EXERCISE TASK -
Copy every row below word for word, changing nothing.

[Excerpts of location labeling data]
________________
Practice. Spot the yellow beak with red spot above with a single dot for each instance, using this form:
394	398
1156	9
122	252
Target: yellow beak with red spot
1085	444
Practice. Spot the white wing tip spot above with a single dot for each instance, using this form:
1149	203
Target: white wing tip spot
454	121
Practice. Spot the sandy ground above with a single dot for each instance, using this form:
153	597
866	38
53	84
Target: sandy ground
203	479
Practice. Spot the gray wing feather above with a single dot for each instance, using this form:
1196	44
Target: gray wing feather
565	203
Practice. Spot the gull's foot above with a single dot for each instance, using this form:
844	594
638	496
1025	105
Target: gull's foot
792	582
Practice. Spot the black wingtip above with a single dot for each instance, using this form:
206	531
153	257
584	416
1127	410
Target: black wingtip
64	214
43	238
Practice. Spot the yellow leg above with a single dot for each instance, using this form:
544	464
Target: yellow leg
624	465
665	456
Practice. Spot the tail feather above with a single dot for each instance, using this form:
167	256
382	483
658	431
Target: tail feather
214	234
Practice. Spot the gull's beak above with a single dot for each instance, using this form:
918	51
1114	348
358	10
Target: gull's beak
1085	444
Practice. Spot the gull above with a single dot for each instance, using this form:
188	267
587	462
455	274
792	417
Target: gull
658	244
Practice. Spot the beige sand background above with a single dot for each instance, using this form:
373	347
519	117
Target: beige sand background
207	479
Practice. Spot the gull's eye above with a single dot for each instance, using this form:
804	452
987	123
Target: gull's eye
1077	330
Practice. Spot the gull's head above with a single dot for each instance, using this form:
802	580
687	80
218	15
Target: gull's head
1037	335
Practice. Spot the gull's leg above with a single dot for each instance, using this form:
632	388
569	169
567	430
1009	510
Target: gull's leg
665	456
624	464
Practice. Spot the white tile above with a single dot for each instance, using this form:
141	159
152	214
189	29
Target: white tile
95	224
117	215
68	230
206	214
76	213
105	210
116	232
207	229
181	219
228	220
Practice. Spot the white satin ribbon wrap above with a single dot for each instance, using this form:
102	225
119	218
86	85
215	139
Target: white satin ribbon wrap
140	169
________________
ANSWER FOR THIS EXERCISE -
Practice. Spot the yellow beak with red spot above with a single dot for each instance, using this form:
394	398
1156	9
122	252
Target: yellow beak with red spot
1085	444
Practice. Spot the white wing tip spot above with a single dot for each instance, using this form:
1149	203
Target: white wing tip spot
454	121
Practice. Spot the sandy ground above with a single dot for each instance, using this form:
153	597
866	38
53	84
Target: sandy ground
203	479
Practice. Spot the gray wing feather above with a single dot for each instance, using this form:
1196	44
Target: gray wing feather
565	203
Practice. Spot the gull's foot above with a single dot for each instance, using this form:
844	594
638	496
1025	105
Target: gull's foot
792	582
Practice. Spot the black wingtip above with a single dot for each instance, using this form:
206	531
153	257
584	416
1127	410
Target: black wingtip
64	214
43	238
Practice. Spot the yellow leg above with a single dot for each instance, using this form:
544	464
Target: yellow leg
624	465
665	456
Practice. Spot the tail feather above with a single dot for each instance, using this form:
167	256
382	483
658	431
Target: tail feather
214	234
Practice. Spot the gull's beak above with a single dot for each instance, using this form:
918	51
1114	348
358	10
Target: gull's beak
1085	444
Practice. Spot the gull above with a single dot for each instance, using this form:
188	267
587	462
455	274
792	417
Target: gull
658	244
Practice. Spot the beige sand background above with a single dot for each instance, using this form:
373	347
519	117
Target: beige sand background
207	479
Practice. Spot the gull's eye above with a single dot for each instance, using this form:
804	452
987	123
Target: gull's eye
1077	330
Practice. Spot the gull's head above with a single dot for each instance, using this form:
802	580
687	80
218	15
Target: gull's head
1037	335
Practice. Spot the gull's leg above with a single dot for each instance, using this form:
632	388
569	169
567	430
1009	510
Target: gull's leg
665	456
624	464
Practice. Spot the white tile above with a single dot for each instance, using this form:
141	159
152	214
189	29
Target: white tile
95	224
117	215
68	230
206	214
76	213
105	210
116	232
207	229
181	219
228	220
Practice. Spot the white satin ribbon wrap above with a single dot for each instance, using this form:
102	225
119	218
86	85
215	139
Target: white satin ribbon wrap
140	169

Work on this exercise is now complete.